╔══

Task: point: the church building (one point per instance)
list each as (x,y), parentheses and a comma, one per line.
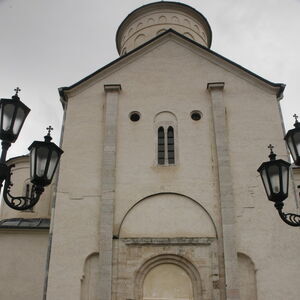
(157,196)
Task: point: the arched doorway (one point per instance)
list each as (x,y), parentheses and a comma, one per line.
(167,282)
(168,277)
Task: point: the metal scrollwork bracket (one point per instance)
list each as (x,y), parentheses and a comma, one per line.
(288,218)
(20,202)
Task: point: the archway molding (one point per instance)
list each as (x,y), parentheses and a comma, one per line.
(177,260)
(168,193)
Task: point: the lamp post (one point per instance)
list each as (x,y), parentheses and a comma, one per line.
(44,155)
(275,174)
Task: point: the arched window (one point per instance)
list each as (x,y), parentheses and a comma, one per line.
(161,146)
(171,150)
(165,146)
(165,126)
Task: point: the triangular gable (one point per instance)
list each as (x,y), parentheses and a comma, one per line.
(278,86)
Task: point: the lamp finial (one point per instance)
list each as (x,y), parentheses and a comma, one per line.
(17,90)
(48,137)
(272,155)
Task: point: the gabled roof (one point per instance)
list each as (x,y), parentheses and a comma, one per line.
(279,86)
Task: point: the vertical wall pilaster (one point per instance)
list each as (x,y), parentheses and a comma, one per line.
(226,191)
(108,180)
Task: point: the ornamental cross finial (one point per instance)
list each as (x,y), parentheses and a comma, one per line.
(296,118)
(49,128)
(271,148)
(17,90)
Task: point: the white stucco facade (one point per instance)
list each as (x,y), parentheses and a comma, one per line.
(125,226)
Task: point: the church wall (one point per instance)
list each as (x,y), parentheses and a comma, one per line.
(155,82)
(22,271)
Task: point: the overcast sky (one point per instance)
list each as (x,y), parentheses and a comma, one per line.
(47,44)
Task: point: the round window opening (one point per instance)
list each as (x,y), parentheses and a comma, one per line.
(134,116)
(196,115)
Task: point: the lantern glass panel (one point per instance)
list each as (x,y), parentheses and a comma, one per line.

╚══

• [TASK GOAL]: Out of the entries, pull every line that mentions "church".

• [SOLUTION FOR THIS TASK]:
Task: point: the church building (one point per instance)
Task: point: the church wall (one point per instance)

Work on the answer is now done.